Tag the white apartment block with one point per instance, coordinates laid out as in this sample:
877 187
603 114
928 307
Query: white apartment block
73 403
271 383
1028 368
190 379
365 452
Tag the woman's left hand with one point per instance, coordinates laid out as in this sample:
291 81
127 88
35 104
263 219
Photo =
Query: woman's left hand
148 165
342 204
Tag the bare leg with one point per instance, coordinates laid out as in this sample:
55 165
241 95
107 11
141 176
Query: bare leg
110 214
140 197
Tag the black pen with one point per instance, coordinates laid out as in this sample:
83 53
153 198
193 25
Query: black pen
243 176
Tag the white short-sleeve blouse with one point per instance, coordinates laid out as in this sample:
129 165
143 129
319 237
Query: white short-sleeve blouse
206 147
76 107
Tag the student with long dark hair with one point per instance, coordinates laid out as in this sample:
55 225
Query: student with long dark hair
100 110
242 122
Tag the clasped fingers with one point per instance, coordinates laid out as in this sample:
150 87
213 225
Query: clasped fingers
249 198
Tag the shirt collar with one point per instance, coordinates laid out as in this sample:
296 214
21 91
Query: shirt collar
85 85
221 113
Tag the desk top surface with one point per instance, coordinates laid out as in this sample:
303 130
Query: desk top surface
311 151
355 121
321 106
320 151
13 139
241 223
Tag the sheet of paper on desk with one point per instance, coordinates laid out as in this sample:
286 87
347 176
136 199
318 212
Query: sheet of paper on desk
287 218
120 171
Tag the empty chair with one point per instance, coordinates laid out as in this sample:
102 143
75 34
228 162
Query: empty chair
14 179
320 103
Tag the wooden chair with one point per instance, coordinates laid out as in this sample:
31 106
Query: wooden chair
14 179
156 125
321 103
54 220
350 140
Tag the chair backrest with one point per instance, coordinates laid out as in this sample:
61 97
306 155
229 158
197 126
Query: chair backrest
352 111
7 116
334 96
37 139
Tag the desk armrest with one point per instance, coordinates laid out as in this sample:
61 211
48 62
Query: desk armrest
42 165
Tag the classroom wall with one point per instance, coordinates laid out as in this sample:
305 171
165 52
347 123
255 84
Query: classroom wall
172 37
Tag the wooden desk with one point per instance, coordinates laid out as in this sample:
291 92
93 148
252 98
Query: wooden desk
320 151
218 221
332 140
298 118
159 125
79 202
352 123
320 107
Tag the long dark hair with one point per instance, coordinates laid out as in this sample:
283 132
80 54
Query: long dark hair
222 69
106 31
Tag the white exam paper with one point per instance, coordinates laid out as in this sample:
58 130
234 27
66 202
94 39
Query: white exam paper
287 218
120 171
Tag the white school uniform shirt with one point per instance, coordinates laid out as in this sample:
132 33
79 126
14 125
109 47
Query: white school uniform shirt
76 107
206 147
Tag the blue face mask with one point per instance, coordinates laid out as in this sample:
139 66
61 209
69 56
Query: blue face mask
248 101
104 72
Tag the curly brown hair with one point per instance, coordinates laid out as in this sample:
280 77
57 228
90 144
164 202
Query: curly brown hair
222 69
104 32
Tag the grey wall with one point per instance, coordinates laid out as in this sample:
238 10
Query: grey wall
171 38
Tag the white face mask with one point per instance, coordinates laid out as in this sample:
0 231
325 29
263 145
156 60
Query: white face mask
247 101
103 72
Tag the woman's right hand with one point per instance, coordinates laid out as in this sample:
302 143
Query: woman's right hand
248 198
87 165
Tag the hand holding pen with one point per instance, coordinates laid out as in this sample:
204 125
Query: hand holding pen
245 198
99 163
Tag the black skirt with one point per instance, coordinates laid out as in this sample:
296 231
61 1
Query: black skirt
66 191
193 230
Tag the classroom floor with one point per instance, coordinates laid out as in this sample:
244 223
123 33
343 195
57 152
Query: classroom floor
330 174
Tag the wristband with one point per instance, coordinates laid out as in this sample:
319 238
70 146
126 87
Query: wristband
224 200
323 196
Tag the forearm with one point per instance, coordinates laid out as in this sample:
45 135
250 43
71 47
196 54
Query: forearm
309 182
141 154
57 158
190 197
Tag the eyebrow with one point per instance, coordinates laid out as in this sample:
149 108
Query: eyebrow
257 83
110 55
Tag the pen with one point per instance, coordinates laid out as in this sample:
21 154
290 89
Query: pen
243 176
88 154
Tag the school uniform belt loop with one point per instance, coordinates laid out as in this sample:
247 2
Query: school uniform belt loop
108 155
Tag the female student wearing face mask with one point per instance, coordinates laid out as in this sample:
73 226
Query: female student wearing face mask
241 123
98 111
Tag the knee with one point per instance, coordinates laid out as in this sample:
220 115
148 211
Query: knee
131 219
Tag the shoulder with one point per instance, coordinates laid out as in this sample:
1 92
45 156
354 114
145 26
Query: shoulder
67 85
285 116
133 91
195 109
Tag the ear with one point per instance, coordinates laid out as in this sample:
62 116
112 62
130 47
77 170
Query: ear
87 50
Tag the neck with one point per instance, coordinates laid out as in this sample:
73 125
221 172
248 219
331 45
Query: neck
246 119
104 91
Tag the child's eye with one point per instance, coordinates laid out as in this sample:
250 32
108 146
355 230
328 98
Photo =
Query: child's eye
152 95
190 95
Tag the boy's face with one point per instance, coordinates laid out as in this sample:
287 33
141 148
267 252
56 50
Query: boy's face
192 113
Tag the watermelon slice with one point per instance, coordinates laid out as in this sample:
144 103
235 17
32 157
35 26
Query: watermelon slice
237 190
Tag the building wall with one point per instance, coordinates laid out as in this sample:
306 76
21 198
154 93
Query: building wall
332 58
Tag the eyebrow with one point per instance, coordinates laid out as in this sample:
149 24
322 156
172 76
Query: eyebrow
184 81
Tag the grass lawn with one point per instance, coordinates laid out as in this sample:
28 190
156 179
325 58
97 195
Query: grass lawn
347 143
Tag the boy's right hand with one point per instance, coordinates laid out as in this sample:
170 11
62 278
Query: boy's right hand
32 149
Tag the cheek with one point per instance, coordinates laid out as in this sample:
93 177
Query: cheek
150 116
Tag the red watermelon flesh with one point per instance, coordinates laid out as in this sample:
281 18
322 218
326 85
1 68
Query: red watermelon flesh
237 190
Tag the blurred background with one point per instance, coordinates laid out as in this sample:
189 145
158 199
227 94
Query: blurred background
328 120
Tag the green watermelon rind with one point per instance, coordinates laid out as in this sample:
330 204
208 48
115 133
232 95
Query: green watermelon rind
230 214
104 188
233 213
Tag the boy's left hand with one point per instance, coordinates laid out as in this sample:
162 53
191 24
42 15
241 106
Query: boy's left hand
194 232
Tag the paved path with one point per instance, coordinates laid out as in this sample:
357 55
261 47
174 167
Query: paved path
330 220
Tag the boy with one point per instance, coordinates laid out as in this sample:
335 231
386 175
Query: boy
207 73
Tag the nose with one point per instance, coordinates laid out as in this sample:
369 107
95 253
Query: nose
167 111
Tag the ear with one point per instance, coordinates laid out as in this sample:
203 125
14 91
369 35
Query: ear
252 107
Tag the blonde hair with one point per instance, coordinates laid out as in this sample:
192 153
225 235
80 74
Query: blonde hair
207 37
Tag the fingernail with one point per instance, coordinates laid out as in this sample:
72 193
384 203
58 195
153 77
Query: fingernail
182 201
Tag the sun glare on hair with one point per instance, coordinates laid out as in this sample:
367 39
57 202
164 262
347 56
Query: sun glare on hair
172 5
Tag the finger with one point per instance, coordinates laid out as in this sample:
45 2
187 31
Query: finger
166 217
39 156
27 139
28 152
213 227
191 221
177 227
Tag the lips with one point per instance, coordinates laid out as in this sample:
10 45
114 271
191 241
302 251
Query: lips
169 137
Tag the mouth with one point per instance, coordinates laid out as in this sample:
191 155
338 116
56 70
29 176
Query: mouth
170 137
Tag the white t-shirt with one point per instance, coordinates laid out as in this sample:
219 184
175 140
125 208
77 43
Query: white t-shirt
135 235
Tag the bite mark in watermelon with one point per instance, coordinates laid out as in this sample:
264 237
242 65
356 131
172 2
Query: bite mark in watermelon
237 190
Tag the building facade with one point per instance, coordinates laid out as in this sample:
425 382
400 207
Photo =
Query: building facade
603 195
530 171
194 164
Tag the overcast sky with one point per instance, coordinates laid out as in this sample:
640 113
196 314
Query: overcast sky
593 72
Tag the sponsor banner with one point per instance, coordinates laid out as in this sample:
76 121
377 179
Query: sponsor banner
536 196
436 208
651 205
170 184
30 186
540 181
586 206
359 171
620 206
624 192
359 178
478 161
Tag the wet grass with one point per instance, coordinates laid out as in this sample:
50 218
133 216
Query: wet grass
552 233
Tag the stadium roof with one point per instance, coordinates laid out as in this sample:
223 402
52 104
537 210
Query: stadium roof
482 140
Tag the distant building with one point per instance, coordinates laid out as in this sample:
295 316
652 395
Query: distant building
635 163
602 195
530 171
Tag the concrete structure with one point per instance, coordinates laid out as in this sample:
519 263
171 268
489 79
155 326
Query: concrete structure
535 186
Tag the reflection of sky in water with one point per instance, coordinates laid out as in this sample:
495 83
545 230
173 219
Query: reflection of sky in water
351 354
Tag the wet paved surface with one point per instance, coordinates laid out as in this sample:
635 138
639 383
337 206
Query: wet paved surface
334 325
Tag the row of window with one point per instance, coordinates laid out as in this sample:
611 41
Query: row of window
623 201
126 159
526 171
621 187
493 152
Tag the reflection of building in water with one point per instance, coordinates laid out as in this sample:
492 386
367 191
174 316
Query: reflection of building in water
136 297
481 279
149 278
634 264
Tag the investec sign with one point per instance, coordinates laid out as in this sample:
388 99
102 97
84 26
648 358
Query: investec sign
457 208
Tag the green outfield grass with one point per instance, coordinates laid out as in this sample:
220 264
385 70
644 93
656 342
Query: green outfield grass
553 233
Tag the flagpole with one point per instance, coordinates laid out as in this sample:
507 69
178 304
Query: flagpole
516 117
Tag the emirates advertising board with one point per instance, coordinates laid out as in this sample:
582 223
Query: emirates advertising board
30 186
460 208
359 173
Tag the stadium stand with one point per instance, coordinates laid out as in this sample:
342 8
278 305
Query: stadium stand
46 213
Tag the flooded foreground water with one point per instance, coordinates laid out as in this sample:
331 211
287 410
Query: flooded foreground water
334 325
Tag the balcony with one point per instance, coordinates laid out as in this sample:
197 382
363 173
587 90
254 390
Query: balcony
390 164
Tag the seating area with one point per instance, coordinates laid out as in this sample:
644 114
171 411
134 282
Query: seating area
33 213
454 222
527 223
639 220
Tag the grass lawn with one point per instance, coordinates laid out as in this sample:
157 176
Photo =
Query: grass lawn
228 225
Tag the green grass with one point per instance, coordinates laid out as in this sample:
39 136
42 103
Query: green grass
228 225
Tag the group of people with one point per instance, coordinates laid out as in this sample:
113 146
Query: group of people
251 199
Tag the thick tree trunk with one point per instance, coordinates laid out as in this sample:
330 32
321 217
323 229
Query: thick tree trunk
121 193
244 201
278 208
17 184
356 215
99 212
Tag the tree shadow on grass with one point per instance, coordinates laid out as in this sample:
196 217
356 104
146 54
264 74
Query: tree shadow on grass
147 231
☆ ☆ ☆ ☆ ☆
BRIEF :: Print the line containing "Tag the balcony" and every line after it to the end of the records above, exactly as written, and nothing else.

WRITTEN RESPONSE ::
Tag the balcony with one point per instance, coordinates laid out as in this sample:
197 382
363 173
587 90
254 390
Query: balcony
390 164
Tag the seating area with one point per instance, coordinates laid out as in this sample:
644 114
171 411
134 282
Query: seating area
33 213
454 222
527 223
639 220
Tag the grass lawn with one point per instance, coordinates laid out as in this sample:
157 176
Photo =
Query: grass lawn
228 225
Tag the green grass with one point per instance, coordinates laid out as in this sample:
39 136
42 103
Query: green grass
228 225
Tag the group of people with one point per instance, coordinates laid out as in this sample:
113 146
Query: group of people
251 199
Tag the thick tree trunk with one point per instance, coordinates laid out as in this sample:
330 32
321 217
323 229
Query: thick tree trunk
121 193
244 201
278 208
17 184
356 215
99 212
Tag the tree shadow on grass with one point per instance, coordinates laid out as in this sample:
196 217
356 104
146 54
264 74
Query: tree shadow on grass
147 231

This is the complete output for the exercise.